• [Written instruction]: Please transcribe every one of the entries below word for word, and omit the pictures from your copy.

• [Material for this task]:
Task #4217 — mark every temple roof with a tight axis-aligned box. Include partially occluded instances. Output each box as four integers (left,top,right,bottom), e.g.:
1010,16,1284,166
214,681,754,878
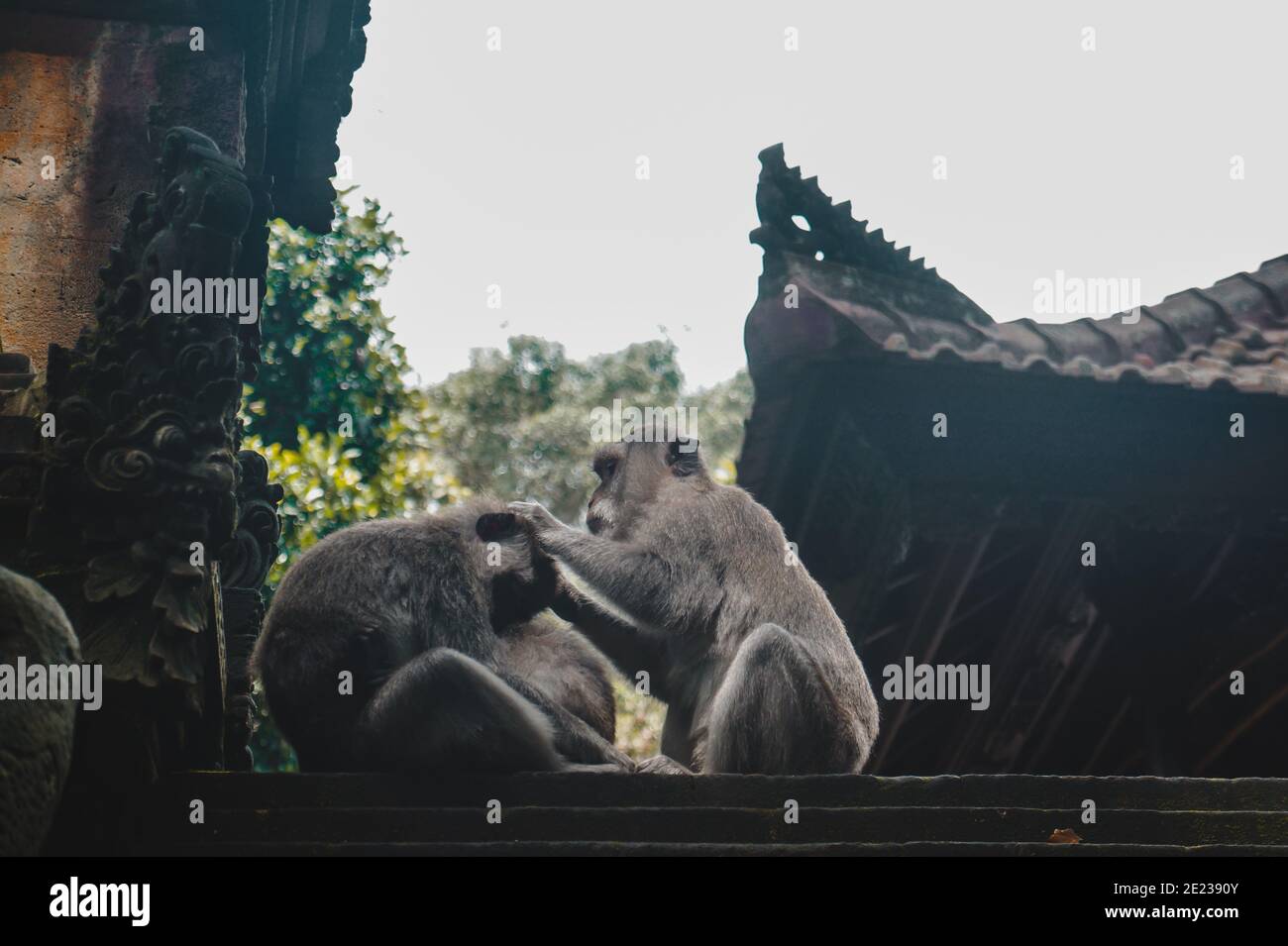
747,145,1288,396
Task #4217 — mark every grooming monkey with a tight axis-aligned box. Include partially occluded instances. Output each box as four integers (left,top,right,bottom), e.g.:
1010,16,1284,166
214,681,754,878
510,438,877,775
253,499,634,771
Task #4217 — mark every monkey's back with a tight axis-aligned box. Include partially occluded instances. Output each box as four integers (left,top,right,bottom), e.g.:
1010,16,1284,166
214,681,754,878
671,485,879,757
498,611,617,743
253,516,488,769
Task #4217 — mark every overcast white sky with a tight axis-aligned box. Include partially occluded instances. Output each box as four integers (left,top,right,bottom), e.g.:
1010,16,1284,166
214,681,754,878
340,0,1288,387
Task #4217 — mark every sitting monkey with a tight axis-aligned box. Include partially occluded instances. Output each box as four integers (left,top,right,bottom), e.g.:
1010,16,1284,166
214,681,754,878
253,499,634,771
510,438,879,775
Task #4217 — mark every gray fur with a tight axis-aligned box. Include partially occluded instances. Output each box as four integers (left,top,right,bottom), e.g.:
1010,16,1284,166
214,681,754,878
253,499,631,771
510,439,879,775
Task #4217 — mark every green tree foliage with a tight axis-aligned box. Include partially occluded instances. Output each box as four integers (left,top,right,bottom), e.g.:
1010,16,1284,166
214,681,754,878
428,336,751,523
246,199,424,476
244,201,461,771
244,201,751,771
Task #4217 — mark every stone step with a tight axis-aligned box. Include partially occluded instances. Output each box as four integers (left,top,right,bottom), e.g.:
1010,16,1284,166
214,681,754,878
160,773,1288,811
158,799,1288,848
162,842,1288,857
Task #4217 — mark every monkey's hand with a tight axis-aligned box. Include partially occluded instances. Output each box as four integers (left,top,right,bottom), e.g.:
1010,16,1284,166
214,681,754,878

• [Task result]:
Task #4217 — mark every temple roof with a tight axis-aligned box. Include partially occluded instances. Output each box as four integers (left,top,right,bottom), e.g.:
1010,16,1284,166
214,681,754,878
747,145,1288,396
Task #4217 — mark every grooming monkey with a tight axis-aligned box. Include partially occluded instances. Output each box as four integers (left,top,right,bottom), e.g.:
1010,16,1284,166
214,681,754,878
510,438,877,775
253,499,634,771
Task #4217 — mark every monkey's back with a tight axis-aligned box. Include partially occluded instances. Output each box as four integers (left,top,right,bottom), e.g.:
1010,16,1284,166
214,681,754,878
671,485,879,757
498,611,617,743
253,516,488,769
Task #4217 — mark every overcast white sky with a tight axis-aligned box. Include partially occluded instances. Output each box as four integers (left,top,right,bottom), e.g.:
1010,16,1284,166
214,681,754,878
340,0,1288,387
Task #4217 — mark every sitting monkey with a tight axis-aligned box. Include partially occluded instances. Output each box as four integers (left,top,right,bottom), e.g.:
1010,16,1284,166
214,681,754,878
253,499,634,771
510,438,879,775
Task #4217 — mark every gray fur with a tight axis-aligned box. Include partially occluded instances. Output each box as four integers (left,top,right,bottom), e.g.:
1010,16,1284,166
214,681,754,878
253,499,631,771
510,439,879,775
Task #4217 — mark every green tree foliage with a tight axis-aligned box. Include partially occluded instances. Output each box as four integers (left,top,right,bottom), e.g.:
1010,16,1284,166
214,681,754,878
428,336,751,523
246,199,424,476
244,201,461,771
244,201,751,771
Task #4217 — mark every stone step with a tight axis-aligned box. Include partially occluded instances. Output each box as four integers (left,top,right,bottom), e.g.:
1010,16,1284,166
214,681,754,878
160,773,1288,811
158,799,1288,848
162,842,1288,857
Task #4217 — mark every monkey's hand with a tight axis-aligned box. Include partially occluded instances. Output each box as four integers (left,top,right,bottom), e.g.:
1010,16,1284,166
214,681,754,878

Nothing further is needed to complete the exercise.